##### Recorded data #####
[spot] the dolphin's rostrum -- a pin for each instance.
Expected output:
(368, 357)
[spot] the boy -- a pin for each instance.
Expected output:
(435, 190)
#####
_Prompt_.
Using the records above, select and copy every line that has the word "each".

_Exercise response_.
[spot] the dolphin's rostrum -- a pin for each instance.
[spot] the boy -- a pin for each instance.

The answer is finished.